MATERIAL FOR THIS TASK:
────────

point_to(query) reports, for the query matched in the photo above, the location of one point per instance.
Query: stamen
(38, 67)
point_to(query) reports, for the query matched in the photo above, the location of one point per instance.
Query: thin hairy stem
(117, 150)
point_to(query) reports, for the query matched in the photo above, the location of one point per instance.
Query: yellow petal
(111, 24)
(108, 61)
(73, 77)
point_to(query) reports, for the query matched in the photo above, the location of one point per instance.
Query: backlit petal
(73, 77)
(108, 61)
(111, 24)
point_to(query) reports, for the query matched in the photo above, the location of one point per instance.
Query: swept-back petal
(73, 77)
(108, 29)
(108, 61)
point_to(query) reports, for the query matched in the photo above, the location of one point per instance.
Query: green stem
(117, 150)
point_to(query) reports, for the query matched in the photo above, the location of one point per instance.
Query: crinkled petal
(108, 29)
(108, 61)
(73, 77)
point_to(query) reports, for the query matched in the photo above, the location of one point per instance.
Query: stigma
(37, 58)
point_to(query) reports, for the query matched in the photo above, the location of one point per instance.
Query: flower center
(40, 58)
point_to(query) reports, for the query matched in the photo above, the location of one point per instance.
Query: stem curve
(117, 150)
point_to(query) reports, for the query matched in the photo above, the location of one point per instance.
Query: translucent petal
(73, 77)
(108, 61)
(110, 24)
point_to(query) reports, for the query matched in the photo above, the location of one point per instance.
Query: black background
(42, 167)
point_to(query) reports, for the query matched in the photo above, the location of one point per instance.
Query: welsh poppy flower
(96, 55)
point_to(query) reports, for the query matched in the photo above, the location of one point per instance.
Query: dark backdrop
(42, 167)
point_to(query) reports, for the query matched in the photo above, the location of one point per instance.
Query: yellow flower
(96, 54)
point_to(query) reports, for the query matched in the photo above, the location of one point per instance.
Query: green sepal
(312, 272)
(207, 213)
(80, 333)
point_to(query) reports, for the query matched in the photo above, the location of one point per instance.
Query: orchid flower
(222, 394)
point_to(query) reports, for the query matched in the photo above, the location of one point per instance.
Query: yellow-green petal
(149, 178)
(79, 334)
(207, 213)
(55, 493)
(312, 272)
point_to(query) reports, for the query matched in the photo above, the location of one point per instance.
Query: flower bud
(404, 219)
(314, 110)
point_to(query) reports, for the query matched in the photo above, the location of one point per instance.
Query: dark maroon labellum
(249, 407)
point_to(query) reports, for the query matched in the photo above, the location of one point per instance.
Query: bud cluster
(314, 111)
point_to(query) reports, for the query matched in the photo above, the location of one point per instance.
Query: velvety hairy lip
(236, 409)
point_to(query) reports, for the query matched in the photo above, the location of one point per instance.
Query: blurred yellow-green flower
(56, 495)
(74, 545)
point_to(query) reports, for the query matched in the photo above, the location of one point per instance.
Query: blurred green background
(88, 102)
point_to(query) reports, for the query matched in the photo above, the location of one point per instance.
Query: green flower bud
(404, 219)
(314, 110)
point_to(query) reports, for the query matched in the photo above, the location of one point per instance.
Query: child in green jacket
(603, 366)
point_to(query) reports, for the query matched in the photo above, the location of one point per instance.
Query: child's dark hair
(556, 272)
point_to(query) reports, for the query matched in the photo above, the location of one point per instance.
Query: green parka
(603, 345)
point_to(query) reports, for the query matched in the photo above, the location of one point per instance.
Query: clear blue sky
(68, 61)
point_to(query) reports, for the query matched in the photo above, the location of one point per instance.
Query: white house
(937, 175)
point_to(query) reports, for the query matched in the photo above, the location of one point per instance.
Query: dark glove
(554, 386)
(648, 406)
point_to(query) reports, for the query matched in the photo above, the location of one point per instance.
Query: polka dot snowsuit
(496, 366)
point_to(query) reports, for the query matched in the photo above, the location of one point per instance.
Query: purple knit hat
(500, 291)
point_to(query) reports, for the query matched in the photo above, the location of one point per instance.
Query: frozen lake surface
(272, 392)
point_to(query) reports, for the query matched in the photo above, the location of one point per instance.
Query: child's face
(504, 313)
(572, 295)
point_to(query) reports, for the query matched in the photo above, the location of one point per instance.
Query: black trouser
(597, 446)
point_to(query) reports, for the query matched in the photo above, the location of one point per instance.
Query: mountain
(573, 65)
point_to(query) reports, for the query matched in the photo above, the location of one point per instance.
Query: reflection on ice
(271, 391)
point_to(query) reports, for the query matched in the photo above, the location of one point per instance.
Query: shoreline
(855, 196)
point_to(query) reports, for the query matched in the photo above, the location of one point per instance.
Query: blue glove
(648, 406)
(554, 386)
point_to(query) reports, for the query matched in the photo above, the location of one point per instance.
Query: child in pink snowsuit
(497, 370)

────────

INSTRUCTION:
List each line of the data above that contains the string "flower". Case counts.

WRITTEN ANSWER:
Query: flower center
Query: welsh poppy flower
Query: yellow flower
Query: orchid flower
Query: flower bud
Query: blurred yellow-green flower
Query: green flower bud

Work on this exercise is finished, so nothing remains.